DIRECTIONS FOR THIS TASK: Rewrite the entries from the first line through the line that contains "(1153, 442)", swapping "microgreens" for "pea shoots" and leaving everything else unchanged.

[Stored dataset items]
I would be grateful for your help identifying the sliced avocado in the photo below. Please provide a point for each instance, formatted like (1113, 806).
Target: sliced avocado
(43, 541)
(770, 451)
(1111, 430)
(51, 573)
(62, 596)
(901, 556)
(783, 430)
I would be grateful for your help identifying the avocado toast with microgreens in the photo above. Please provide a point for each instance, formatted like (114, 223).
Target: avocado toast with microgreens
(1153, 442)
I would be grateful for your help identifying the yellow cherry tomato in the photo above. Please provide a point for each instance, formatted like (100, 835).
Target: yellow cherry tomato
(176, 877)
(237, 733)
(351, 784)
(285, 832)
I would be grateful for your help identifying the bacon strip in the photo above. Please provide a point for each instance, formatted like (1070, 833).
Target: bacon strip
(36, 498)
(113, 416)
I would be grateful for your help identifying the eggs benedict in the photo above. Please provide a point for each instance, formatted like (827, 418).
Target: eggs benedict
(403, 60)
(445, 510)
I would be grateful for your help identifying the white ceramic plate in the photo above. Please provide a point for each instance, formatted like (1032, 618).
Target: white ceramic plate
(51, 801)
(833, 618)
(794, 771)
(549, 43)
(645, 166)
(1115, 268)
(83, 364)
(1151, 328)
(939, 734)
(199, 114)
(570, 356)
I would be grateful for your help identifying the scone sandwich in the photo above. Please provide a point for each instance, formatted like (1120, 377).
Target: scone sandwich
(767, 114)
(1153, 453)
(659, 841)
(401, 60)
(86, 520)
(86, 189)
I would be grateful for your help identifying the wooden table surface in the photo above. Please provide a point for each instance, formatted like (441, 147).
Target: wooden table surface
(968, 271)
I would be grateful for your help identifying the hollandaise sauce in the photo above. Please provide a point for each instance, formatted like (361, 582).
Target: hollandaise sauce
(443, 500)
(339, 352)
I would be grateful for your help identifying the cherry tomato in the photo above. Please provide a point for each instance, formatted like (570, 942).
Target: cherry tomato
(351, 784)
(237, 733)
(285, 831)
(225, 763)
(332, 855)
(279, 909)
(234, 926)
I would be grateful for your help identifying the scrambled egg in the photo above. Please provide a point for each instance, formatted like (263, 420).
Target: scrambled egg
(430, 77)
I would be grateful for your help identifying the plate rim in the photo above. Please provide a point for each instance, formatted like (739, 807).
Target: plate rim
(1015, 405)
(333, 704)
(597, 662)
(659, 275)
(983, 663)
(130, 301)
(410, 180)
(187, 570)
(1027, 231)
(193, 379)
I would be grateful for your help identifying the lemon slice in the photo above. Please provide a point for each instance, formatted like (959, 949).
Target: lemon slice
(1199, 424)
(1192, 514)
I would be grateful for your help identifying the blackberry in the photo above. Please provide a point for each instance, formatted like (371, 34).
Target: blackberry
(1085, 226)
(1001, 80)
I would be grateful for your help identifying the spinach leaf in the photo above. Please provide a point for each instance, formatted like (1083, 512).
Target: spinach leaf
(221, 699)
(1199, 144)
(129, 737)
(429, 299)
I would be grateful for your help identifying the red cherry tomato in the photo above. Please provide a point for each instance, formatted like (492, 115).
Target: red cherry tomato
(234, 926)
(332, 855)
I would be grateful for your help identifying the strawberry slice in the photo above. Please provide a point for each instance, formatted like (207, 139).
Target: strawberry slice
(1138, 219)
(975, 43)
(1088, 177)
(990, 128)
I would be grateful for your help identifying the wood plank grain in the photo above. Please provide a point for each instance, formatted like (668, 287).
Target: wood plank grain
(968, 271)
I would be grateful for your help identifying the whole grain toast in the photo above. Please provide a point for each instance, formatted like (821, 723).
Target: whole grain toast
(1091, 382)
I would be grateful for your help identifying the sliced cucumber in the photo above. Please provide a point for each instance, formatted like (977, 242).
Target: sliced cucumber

SOLUTION TO THIS PROBLEM:
I would be grateful for your help identifying the sliced avocado in the photo below. Please provide a point for each instance, formatted like (1113, 806).
Target: sliced avocado
(43, 541)
(770, 451)
(1111, 430)
(51, 573)
(62, 596)
(901, 556)
(783, 430)
I would be grateful for your help identifying the avocado toast with pea shoots in the photo above. Please provide a point for each instance, formatted like (114, 223).
Target: avocado toast with pea shoots
(1153, 442)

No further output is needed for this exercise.